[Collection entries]
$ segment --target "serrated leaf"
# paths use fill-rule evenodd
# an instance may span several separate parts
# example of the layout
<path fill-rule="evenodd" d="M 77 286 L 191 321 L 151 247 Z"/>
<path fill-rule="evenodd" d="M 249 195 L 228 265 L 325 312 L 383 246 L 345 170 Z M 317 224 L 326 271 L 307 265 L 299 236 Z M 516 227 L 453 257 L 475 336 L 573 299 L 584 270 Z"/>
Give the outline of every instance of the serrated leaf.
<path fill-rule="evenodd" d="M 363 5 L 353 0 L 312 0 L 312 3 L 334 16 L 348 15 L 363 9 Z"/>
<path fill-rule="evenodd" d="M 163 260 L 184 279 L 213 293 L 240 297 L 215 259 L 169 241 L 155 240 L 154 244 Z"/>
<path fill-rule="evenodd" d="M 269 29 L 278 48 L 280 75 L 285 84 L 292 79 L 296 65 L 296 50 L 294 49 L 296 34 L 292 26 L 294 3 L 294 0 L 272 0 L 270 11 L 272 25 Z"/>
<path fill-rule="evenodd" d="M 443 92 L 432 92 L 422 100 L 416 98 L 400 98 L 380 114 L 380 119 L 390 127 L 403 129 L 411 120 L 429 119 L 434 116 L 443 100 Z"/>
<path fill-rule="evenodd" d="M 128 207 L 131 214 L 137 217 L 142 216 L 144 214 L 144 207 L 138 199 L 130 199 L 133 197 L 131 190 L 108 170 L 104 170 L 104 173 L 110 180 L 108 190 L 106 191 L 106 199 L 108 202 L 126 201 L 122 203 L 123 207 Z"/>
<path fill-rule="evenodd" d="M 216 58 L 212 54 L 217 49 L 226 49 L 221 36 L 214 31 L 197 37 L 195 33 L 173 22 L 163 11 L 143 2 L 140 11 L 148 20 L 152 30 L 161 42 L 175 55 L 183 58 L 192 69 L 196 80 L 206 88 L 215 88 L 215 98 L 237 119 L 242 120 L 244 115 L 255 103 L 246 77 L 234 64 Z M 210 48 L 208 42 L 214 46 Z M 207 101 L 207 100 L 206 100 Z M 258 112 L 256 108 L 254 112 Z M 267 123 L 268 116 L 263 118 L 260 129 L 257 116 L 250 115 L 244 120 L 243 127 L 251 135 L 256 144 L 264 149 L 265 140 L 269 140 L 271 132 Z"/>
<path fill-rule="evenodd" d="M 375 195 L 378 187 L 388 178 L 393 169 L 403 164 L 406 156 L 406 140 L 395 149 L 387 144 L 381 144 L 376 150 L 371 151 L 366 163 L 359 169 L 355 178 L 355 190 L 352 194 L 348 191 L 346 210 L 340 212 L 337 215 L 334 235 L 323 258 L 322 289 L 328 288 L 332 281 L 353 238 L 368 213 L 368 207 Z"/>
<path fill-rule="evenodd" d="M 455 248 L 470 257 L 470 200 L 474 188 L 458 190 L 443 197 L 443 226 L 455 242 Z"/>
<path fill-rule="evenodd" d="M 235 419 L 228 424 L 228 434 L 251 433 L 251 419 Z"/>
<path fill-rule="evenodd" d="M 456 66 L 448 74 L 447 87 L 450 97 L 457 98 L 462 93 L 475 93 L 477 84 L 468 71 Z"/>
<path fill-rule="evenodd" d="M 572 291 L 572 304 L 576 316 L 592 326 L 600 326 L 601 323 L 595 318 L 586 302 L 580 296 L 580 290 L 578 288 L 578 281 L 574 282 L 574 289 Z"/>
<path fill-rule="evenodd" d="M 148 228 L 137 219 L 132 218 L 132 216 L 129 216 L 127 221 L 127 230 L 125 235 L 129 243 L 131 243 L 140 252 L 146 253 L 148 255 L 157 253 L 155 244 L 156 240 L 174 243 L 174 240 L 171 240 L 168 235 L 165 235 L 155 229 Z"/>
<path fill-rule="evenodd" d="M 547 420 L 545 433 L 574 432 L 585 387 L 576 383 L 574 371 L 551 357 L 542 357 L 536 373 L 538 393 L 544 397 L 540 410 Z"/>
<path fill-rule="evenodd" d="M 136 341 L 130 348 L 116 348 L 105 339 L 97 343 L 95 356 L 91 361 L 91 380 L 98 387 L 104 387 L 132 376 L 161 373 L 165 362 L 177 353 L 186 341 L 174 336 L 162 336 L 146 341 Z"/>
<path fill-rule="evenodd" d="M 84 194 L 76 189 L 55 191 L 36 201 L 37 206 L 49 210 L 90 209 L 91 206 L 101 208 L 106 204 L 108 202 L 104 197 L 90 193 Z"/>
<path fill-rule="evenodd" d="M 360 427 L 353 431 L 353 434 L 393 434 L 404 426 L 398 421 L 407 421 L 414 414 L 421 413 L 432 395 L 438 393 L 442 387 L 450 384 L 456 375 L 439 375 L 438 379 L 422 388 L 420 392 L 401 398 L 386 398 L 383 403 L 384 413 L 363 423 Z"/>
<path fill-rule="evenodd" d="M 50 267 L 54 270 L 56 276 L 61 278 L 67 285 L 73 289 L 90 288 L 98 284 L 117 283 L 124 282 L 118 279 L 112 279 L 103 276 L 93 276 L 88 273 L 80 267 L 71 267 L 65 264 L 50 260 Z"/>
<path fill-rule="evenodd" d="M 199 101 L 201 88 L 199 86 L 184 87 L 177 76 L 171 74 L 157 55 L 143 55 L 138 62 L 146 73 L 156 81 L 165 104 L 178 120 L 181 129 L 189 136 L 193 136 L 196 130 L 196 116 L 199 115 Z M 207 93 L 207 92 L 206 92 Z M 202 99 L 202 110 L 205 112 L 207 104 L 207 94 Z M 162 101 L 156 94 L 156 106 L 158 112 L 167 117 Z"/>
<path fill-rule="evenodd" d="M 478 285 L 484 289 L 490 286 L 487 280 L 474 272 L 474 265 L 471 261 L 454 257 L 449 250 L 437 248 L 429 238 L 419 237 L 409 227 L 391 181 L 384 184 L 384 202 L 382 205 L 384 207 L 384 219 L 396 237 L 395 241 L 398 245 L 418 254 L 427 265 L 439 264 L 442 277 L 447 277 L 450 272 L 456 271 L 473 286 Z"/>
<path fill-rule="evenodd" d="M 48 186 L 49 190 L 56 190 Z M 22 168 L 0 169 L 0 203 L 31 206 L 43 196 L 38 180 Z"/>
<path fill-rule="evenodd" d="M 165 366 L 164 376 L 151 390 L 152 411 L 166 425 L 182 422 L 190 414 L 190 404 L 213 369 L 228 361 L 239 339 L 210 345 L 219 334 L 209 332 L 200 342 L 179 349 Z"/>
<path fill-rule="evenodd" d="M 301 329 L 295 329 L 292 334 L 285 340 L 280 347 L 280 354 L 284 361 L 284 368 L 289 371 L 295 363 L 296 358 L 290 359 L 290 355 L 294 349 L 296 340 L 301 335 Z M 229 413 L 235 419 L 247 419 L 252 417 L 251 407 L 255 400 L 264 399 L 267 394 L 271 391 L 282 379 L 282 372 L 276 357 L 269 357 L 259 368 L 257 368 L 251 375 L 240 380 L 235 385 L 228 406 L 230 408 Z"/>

What you are asked to do: Every record above should be copied exactly.

Full output:
$ segment --target "serrated leaf"
# paths use fill-rule evenodd
# an instance may span several separate parts
# example of the layout
<path fill-rule="evenodd" d="M 77 286 L 191 321 L 151 247 Z"/>
<path fill-rule="evenodd" d="M 249 195 L 228 265 L 325 312 L 383 246 L 345 170 Z M 317 224 L 326 271 L 307 265 L 299 236 Z M 516 227 L 453 257 L 475 336 L 573 299 L 584 270 Z"/>
Give the outline of every instance of the serrated leaf.
<path fill-rule="evenodd" d="M 363 5 L 353 0 L 312 0 L 312 3 L 334 16 L 348 15 L 363 9 Z"/>
<path fill-rule="evenodd" d="M 163 260 L 184 279 L 213 293 L 240 297 L 215 259 L 169 241 L 155 240 L 154 244 Z"/>
<path fill-rule="evenodd" d="M 269 29 L 278 48 L 280 75 L 285 84 L 292 79 L 296 65 L 296 50 L 294 49 L 296 34 L 292 26 L 294 3 L 294 0 L 272 0 L 270 11 L 272 25 Z"/>
<path fill-rule="evenodd" d="M 443 92 L 432 92 L 422 100 L 416 98 L 400 98 L 380 114 L 380 119 L 390 127 L 403 129 L 411 120 L 429 119 L 434 116 L 443 100 Z"/>
<path fill-rule="evenodd" d="M 128 207 L 131 214 L 137 217 L 142 216 L 144 214 L 144 207 L 138 199 L 130 199 L 133 197 L 131 190 L 108 170 L 104 170 L 104 173 L 110 180 L 108 190 L 106 191 L 106 199 L 108 202 L 126 201 L 122 203 L 123 207 Z"/>
<path fill-rule="evenodd" d="M 216 58 L 212 54 L 217 49 L 226 49 L 221 36 L 214 31 L 197 37 L 195 33 L 173 22 L 163 11 L 143 2 L 140 11 L 148 20 L 152 30 L 161 42 L 175 55 L 183 58 L 192 69 L 196 80 L 206 88 L 215 88 L 215 98 L 237 119 L 242 120 L 244 115 L 255 103 L 246 77 L 234 64 Z M 210 48 L 208 42 L 214 46 Z M 207 101 L 207 100 L 206 100 Z M 258 112 L 256 108 L 254 112 Z M 267 123 L 268 116 L 263 118 L 260 129 L 257 116 L 250 115 L 244 120 L 243 127 L 251 135 L 256 144 L 264 149 L 265 140 L 269 140 L 271 132 Z"/>
<path fill-rule="evenodd" d="M 375 195 L 378 187 L 388 178 L 393 169 L 403 164 L 406 156 L 406 140 L 395 149 L 387 144 L 381 144 L 376 150 L 371 151 L 366 163 L 359 169 L 355 178 L 355 190 L 352 194 L 348 191 L 346 210 L 340 212 L 337 215 L 334 235 L 323 258 L 322 289 L 328 288 L 332 281 L 353 238 L 368 213 L 368 207 Z"/>
<path fill-rule="evenodd" d="M 455 248 L 470 257 L 470 200 L 474 188 L 458 190 L 443 197 L 443 226 L 455 242 Z"/>
<path fill-rule="evenodd" d="M 235 419 L 228 424 L 228 434 L 251 433 L 251 419 Z"/>
<path fill-rule="evenodd" d="M 456 66 L 448 74 L 447 87 L 450 97 L 457 98 L 462 93 L 475 93 L 477 84 L 468 71 Z"/>
<path fill-rule="evenodd" d="M 572 291 L 572 304 L 576 316 L 592 326 L 600 326 L 601 323 L 595 318 L 586 302 L 580 296 L 580 290 L 578 288 L 578 281 L 574 282 L 574 289 Z"/>
<path fill-rule="evenodd" d="M 148 228 L 137 219 L 132 218 L 132 216 L 129 216 L 127 221 L 127 230 L 125 235 L 129 243 L 131 243 L 140 252 L 146 253 L 148 255 L 157 253 L 155 244 L 156 240 L 174 243 L 174 240 L 171 240 L 168 235 L 165 235 L 155 229 Z"/>
<path fill-rule="evenodd" d="M 547 420 L 545 433 L 574 432 L 585 387 L 576 383 L 574 371 L 551 357 L 542 357 L 536 373 L 538 393 L 544 397 L 540 410 Z"/>
<path fill-rule="evenodd" d="M 136 341 L 130 348 L 116 348 L 105 339 L 97 343 L 95 356 L 91 361 L 91 380 L 98 387 L 104 387 L 132 376 L 161 373 L 165 362 L 177 353 L 186 341 L 174 336 L 162 336 L 146 341 Z"/>
<path fill-rule="evenodd" d="M 84 194 L 76 189 L 55 191 L 36 201 L 37 206 L 49 210 L 90 209 L 91 206 L 101 208 L 106 204 L 108 202 L 104 197 L 90 193 Z"/>
<path fill-rule="evenodd" d="M 360 427 L 353 431 L 353 434 L 393 434 L 404 426 L 398 421 L 407 421 L 414 414 L 421 413 L 432 395 L 438 393 L 442 387 L 450 384 L 456 375 L 439 375 L 438 379 L 422 388 L 420 392 L 401 398 L 386 398 L 383 403 L 384 413 L 363 423 Z"/>
<path fill-rule="evenodd" d="M 50 267 L 54 270 L 56 276 L 61 278 L 67 285 L 73 289 L 90 288 L 98 284 L 117 283 L 124 282 L 118 279 L 112 279 L 103 276 L 93 276 L 88 273 L 80 267 L 71 267 L 65 264 L 50 260 Z"/>
<path fill-rule="evenodd" d="M 199 101 L 201 88 L 199 86 L 184 87 L 177 76 L 171 74 L 157 55 L 143 55 L 138 62 L 146 73 L 156 81 L 165 104 L 178 120 L 181 129 L 189 136 L 193 136 L 196 130 L 196 116 L 199 115 Z M 207 93 L 207 92 L 206 92 Z M 202 99 L 202 110 L 205 112 L 207 104 L 207 94 Z M 162 101 L 156 94 L 156 106 L 158 112 L 167 117 Z"/>
<path fill-rule="evenodd" d="M 478 285 L 484 289 L 490 286 L 487 280 L 474 272 L 474 265 L 471 261 L 454 257 L 449 250 L 437 248 L 429 238 L 419 237 L 409 227 L 391 181 L 384 184 L 384 202 L 382 205 L 384 207 L 384 219 L 396 237 L 395 241 L 398 245 L 418 254 L 427 265 L 439 264 L 442 277 L 447 277 L 450 272 L 456 271 L 473 286 Z"/>
<path fill-rule="evenodd" d="M 48 186 L 49 190 L 56 190 Z M 22 168 L 0 169 L 0 203 L 31 206 L 43 196 L 38 180 Z"/>
<path fill-rule="evenodd" d="M 165 366 L 164 376 L 151 390 L 152 411 L 166 425 L 182 422 L 190 414 L 190 404 L 213 369 L 228 361 L 239 339 L 210 345 L 219 334 L 209 332 L 200 342 L 179 349 Z"/>
<path fill-rule="evenodd" d="M 301 329 L 295 329 L 292 334 L 285 340 L 280 347 L 280 354 L 284 361 L 284 368 L 289 371 L 295 363 L 296 358 L 290 359 L 290 355 L 294 349 L 296 340 L 301 335 Z M 229 413 L 235 419 L 247 419 L 252 417 L 251 407 L 255 400 L 264 399 L 267 394 L 271 391 L 282 379 L 282 372 L 276 357 L 269 357 L 259 368 L 257 368 L 251 375 L 240 380 L 235 385 L 228 406 L 230 408 Z"/>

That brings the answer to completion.